— TASK DESCRIPTION —
For every record beneath this instruction, give an exact repetition, omitting images.

— DATA TO EXAMINE —
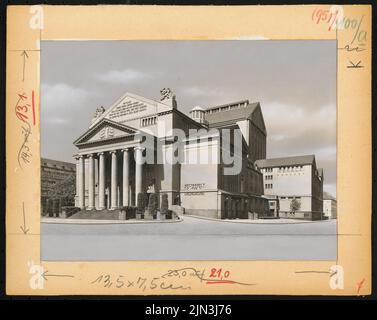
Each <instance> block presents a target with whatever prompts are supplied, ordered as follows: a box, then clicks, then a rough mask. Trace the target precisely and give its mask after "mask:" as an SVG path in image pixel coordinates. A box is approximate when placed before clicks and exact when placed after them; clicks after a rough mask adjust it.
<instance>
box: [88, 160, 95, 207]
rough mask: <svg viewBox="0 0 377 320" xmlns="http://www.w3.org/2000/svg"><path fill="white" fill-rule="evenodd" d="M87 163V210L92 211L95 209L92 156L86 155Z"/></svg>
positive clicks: (93, 163) (93, 169)
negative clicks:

— SOLUTION FOR THIS TASK —
Each <instance> block presents a target with whatever prompts are supplied, ordered as follows: a box, then clicks, then a rough mask. Trace the target precisely and give its mask after "mask:" as an SVG path in image pixel coordinates. A box is approximate when placed before clicks and exact when placed after them; clicks after a rough mask adjust it.
<instance>
box: [88, 160, 95, 207]
rough mask: <svg viewBox="0 0 377 320" xmlns="http://www.w3.org/2000/svg"><path fill="white" fill-rule="evenodd" d="M87 163V210L92 211L95 209L92 156L86 155Z"/></svg>
positive clicks: (93, 163) (93, 169)
negative clicks:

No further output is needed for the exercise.